## Tugas 1
Menurut artikel tentang pengabdi SM3T, berapa kali Mohammad Faisal dapat mendengar suara ibunya selama satu tahun mengabdi?
## Tugas 2
Ekstrak dengan tepat bagian artikel tentang pengabdi SM3T yang dimulai pada "Story Tak Bertemu" dan berakhir pada "melalui saluran radio.".

## Kutipan Bacaan
▼▼▼
Story Tak Bertemu Orang Tua Selama 1 Tahun, Ini Kisah Para Pengabdi SM-3T


Mengabdi menjadi peserta Sarjana Mengajar di Daerah Terdepan Terluar dan Tertinggal (SM3T) memang harus dibekali dengan mental yang kuat. Karena tak hanya jauh dari fasilitas hidup sehari-hari, mereka juga harus siap untuk tak bertatap muka dengan keluarga dan orang terkasihnya selama satu tahun.

Salah satunya dirasakan peserta SM3T yang dikirim melalui Universitas Negeri Malang (UM), Mohammad Faisal. Sepanjang satu tahun, ia hidup bersama keluarga barunya di Distict Aboy Kabupaten Pegunungan Bintang, Papua.menuju kota yang sulit dan tidak adanya signal untuk seluler membuatnya sangat susah berhubungan dengan keluarganya. Ketika mengabdi, dia hanya berhasil satu kali mengirim surat kepada orangtua dan sekali saja mendengar suara ibunya melalui saluran radio.

“Jadi saya selalu menghubungi teman yang ada signalnya menggunakan radio untuk menelvon keluarga saya. Setelah tersambung, suara ibu saya ditempelkan ke mike radio agar terdengar. Tapi karena signalnya juga kurang baik, hasilnya selama satu tahun saya hanya bisa mendengar satu kali suara ibu saya, waktu itu jelang hari raya Idul Fitri,” ceritanya.

Meski begitu, ia tak sedikitpun merasa kecewa. Bahkan ia selalu merasa terhibur dengan semangat para muridnya. Di sana, ia pun belajar banyak terkait budaya dan kebiasaan masyarakat Papua yang selalu mengedepankan gotong royong.

Lucunya, ia bahkan sempat menulis puluhan lembar surat untuk kekasihnya. Namun sayang, surat yang ia tulis selama beberapa hari itu tak sampai pada pujaan hati. Karena ketika itu ia lupa menaruh suratnya.

“Dan lucunya lagi, surat itu ditemukan angkatan saya selanjutnya dan dibaca deh itu suratnya,” kenangnya malu.
▲▲▲
Entri Koleksi:
▼▼▼
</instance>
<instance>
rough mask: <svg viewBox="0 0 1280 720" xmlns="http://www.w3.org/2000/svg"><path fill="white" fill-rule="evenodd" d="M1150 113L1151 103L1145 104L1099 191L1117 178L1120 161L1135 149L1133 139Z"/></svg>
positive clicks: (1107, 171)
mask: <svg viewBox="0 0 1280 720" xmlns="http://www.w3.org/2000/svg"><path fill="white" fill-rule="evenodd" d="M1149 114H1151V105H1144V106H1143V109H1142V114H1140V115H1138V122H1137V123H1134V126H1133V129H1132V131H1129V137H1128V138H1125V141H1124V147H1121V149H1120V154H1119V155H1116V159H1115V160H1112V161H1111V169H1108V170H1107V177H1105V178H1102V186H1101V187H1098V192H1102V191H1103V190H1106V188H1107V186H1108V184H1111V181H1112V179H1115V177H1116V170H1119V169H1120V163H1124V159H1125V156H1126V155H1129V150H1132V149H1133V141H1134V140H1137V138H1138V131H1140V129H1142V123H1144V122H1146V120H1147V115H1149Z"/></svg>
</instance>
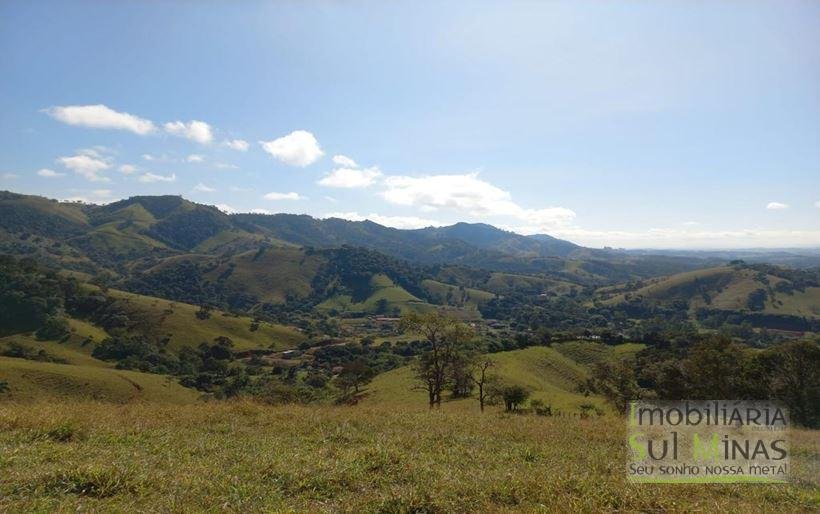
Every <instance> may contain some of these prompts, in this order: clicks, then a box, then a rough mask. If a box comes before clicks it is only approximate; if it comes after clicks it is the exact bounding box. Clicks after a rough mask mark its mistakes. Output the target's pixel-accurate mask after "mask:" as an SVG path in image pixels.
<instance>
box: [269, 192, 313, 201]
mask: <svg viewBox="0 0 820 514" xmlns="http://www.w3.org/2000/svg"><path fill="white" fill-rule="evenodd" d="M265 199H266V200H303V199H304V197H303V196H300V195H299V193H294V192H290V193H277V192H270V193H268V194H266V195H265Z"/></svg>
▲▲▲
## Hasil Tugas 1
Hanya satu kali, melalui saluran radio, menjelang hari raya Idul Fitri.

## Hasil Tugas 2
Story Tak Bertemu Orang Tua Selama 1 Tahun, Ini Kisah Para Pengabdi SM-3T


Mengabdi menjadi peserta Sarjana Mengajar di Daerah Terdepan Terluar dan Tertinggal (SM3T) memang harus dibekali dengan mental yang kuat. Karena tak hanya jauh dari fasilitas hidup sehari-hari, mereka juga harus siap untuk tak bertatap muka dengan keluarga dan orang terkasihnya selama satu tahun.

Salah satunya dirasakan peserta SM3T yang dikirim melalui Universitas Negeri Malang (UM), Mohammad Faisal. Sepanjang satu tahun, ia hidup bersama keluarga barunya di Distict Aboy Kabupaten Pegunungan Bintang, Papua.menuju kota yang sulit dan tidak adanya signal untuk seluler membuatnya sangat susah berhubungan dengan keluarganya. Ketika mengabdi, dia hanya berhasil satu kali mengirim surat kepada orangtua dan sekali saja mendengar suara ibunya melalui saluran radio.